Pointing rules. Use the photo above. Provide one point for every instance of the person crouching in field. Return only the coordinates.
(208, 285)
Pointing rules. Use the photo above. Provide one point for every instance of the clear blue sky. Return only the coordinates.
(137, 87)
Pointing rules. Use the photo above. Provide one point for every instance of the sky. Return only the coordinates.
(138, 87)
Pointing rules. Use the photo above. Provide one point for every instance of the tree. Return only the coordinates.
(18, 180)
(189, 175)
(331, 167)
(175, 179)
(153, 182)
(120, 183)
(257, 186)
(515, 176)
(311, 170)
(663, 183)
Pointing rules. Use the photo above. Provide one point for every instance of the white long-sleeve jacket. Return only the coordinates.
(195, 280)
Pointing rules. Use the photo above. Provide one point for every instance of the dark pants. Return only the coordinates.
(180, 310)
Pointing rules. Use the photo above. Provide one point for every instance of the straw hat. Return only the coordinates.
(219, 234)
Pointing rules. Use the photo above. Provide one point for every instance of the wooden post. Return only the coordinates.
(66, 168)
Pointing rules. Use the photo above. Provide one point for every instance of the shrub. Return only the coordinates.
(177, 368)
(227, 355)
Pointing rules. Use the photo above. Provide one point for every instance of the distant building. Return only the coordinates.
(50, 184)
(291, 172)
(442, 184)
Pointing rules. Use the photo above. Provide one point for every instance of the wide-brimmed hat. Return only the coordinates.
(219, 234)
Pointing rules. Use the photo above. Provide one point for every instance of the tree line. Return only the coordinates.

- - -

Your objective |
Copy out all of the material, word for word.

Written answer |
Pointing rules. Use the photo above. Provide one point for every instance of the person crouching in field. Return only the coordinates.
(208, 285)
Pointing rules. Use the photo above. Provide one point for every instance of the clear blue sky. Return only the coordinates.
(137, 87)
Pointing rules. Use the photo above. Provide one point for every instance of the sky. Return only the coordinates.
(138, 87)
Pointing rules. Use the photo above. Provide one point for every instance of the tree. Return only the coordinates.
(18, 180)
(189, 175)
(331, 167)
(175, 179)
(153, 182)
(120, 183)
(257, 186)
(515, 176)
(311, 170)
(663, 183)
Pointing rules. Use the photo above. Provide one point for every instance of the white long-sleeve jacket. Return only the coordinates.
(195, 280)
Pointing rules. Use the photo above. Provide one point for every instance of the dark pants. Return only the coordinates.
(180, 310)
Pointing rules. Use the photo above. Provide one point for every instance of the straw hat. Return only the coordinates.
(219, 234)
Pointing rules. Use the photo above. Provide one point for every instance of the wooden post. Return only the coordinates.
(66, 168)
Pointing rules. Use the photo above. Provide one point for every instance of the shrub. Return only the coordinates.
(177, 368)
(227, 355)
Pointing rules. Use the photo above. Provide one point for every instance of the distant building. Return only the coordinates.
(50, 184)
(291, 172)
(442, 184)
Pointing rules. Use the photo above. Provide one point for every instance of the wide-brimmed hat. Return only the coordinates.
(219, 234)
Pointing rules. Use the photo above. Provide one point for every instance of the tree line. Return only the coordinates.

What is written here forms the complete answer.